→ Goal
Rewrite the stretch from the line containing "the green leaf" through the end of the listing, changing "clustered blue blossom" to "clustered violet blossom" and keeping everything else the same.

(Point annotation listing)

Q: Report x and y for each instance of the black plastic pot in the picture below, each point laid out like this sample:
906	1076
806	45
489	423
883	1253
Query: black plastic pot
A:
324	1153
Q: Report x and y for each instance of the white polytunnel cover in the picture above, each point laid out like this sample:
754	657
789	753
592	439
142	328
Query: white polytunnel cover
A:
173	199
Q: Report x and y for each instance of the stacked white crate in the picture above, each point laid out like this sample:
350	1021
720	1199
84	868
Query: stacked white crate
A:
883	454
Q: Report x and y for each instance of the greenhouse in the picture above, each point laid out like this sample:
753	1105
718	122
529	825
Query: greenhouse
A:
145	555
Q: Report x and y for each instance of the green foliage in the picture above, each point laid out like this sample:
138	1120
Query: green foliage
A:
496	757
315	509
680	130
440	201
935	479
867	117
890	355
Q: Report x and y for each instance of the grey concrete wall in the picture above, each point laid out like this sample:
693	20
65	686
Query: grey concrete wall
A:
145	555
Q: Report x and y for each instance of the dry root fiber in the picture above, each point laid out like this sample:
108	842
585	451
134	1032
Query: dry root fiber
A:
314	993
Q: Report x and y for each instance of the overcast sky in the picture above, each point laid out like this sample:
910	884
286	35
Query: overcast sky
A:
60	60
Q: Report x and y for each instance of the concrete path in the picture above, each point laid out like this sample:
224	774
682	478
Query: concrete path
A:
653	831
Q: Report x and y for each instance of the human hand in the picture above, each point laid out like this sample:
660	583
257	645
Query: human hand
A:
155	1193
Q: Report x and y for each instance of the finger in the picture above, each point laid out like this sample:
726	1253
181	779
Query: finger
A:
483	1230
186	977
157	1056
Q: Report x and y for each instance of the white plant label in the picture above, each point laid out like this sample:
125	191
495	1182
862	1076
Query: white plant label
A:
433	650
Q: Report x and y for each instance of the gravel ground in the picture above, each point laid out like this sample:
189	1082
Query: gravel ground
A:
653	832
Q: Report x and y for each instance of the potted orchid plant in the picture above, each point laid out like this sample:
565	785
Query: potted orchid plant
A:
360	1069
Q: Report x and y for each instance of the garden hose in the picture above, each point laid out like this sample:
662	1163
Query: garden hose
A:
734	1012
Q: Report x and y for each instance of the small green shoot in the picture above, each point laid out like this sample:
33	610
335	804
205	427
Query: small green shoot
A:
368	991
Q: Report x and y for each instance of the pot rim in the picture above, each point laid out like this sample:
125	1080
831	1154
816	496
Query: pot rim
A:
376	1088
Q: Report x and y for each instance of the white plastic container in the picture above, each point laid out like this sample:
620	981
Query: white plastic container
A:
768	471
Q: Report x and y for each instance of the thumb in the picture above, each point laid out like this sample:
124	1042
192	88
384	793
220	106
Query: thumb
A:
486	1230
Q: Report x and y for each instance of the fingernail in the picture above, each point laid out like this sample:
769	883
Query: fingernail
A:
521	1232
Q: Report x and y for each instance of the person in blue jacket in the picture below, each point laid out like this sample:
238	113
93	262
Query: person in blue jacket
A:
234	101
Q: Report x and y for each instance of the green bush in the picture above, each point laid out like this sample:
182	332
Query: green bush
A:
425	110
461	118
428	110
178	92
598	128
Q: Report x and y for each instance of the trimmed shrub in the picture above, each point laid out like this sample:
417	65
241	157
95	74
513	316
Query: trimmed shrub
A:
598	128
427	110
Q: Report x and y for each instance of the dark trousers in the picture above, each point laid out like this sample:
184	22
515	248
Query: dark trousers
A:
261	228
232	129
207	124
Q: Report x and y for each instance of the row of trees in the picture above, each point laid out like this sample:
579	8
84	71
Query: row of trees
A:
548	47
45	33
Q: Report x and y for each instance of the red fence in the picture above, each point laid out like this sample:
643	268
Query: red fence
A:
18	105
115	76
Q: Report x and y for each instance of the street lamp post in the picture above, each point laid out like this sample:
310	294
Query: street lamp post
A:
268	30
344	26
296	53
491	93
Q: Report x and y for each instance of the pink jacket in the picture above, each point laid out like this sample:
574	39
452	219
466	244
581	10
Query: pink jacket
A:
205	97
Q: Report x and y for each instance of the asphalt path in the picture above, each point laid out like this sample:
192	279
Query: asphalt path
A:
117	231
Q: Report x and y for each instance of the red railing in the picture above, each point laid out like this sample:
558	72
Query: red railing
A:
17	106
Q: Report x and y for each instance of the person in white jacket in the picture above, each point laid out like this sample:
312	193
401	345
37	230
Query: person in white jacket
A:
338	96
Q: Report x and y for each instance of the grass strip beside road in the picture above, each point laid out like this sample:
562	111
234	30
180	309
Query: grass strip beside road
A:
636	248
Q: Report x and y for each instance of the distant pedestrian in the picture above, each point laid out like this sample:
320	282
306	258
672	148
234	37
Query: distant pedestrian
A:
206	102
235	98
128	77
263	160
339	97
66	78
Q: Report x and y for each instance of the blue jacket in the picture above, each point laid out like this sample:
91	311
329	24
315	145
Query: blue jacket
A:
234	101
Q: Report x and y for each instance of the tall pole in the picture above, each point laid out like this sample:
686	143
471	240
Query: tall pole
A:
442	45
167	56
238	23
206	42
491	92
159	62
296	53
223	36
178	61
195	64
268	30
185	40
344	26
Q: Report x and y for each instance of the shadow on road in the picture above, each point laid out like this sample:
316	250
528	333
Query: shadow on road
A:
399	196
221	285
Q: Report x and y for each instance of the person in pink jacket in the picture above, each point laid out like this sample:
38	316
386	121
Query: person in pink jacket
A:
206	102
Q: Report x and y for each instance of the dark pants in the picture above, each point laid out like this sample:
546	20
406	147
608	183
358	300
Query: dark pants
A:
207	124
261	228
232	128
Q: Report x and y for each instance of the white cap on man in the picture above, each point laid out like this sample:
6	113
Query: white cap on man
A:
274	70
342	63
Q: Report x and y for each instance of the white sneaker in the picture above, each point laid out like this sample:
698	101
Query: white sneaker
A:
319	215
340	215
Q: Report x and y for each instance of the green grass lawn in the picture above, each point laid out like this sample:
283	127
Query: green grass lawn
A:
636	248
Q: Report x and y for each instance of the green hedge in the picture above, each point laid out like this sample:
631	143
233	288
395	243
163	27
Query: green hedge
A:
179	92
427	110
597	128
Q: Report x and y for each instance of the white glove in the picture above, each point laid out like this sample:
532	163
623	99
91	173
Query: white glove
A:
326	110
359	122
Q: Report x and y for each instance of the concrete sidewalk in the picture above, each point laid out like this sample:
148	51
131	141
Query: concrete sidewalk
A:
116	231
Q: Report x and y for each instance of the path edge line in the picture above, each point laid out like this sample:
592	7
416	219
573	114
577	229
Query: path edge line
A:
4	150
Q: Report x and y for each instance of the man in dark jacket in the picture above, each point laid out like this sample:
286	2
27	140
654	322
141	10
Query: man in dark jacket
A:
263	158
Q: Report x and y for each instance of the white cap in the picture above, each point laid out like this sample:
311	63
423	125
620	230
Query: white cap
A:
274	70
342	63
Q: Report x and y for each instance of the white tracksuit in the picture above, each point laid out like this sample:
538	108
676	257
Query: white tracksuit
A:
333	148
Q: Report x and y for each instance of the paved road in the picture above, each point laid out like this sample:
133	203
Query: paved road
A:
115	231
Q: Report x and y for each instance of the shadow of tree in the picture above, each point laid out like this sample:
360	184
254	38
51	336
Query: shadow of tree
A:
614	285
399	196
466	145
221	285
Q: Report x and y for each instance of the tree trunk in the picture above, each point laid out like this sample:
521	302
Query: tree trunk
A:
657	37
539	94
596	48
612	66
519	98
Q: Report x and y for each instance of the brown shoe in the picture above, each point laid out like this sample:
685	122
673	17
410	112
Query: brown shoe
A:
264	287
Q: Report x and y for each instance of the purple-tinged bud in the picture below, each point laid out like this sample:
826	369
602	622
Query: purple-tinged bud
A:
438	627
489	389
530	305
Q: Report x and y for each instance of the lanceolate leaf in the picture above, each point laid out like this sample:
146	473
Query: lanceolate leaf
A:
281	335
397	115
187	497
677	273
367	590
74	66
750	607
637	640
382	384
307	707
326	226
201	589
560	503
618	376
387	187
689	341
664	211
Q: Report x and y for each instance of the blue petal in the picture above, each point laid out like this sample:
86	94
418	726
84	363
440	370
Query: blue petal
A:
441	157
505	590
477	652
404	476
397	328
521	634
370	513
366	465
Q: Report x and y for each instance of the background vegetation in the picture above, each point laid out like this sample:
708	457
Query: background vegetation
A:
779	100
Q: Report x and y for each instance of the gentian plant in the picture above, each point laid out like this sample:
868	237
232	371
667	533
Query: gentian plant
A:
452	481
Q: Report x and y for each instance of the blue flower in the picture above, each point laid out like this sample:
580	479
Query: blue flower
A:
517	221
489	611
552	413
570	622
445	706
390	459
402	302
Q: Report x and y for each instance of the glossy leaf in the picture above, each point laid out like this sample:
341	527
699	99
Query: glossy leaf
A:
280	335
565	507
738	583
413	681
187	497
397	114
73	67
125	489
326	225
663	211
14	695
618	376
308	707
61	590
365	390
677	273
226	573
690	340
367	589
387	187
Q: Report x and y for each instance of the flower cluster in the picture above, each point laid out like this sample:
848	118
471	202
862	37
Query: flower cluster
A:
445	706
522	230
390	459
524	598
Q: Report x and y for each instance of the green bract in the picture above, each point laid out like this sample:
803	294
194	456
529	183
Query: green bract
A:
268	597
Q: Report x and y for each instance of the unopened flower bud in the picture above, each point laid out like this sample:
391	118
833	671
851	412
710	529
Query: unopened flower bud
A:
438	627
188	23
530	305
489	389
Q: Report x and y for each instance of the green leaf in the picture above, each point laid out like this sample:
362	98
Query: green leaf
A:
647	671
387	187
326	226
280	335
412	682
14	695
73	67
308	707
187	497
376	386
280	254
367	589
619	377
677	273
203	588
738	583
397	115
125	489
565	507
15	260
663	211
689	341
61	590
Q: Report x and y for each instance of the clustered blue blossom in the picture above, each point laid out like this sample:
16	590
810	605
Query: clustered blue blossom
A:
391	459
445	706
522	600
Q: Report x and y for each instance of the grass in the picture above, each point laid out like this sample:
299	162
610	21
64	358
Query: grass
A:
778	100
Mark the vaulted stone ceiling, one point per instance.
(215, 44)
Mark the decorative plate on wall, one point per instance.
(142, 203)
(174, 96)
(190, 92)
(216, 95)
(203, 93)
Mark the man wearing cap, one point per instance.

→ Problem solution
Q: Report x and y for each instance of the green leaf in the picture above, each point laid out like this sample:
362	98
Query: green leaf
A:
647	671
387	187
326	226
280	335
412	682
14	695
73	67
308	707
187	497
376	386
280	254
367	589
619	377
677	273
203	588
738	583
397	115
125	489
565	507
15	260
663	211
689	341
61	590
Q: Report x and y for each instance of the clustered violet blossom in the picture above, each point laid out like this sample:
16	590
810	605
Query: clustered violet blossom
A:
391	459
445	706
522	600
Q: Report x and y for each instance of the grass in the picture above, each point laid out like this sample:
299	162
610	21
64	358
Query: grass
A:
778	100
Mark the vaulted stone ceiling, one point per instance.
(215, 44)
Mark the decorative plate on wall, one point per instance.
(142, 203)
(174, 96)
(190, 92)
(216, 95)
(203, 93)
Mark the man wearing cap, one point per instance.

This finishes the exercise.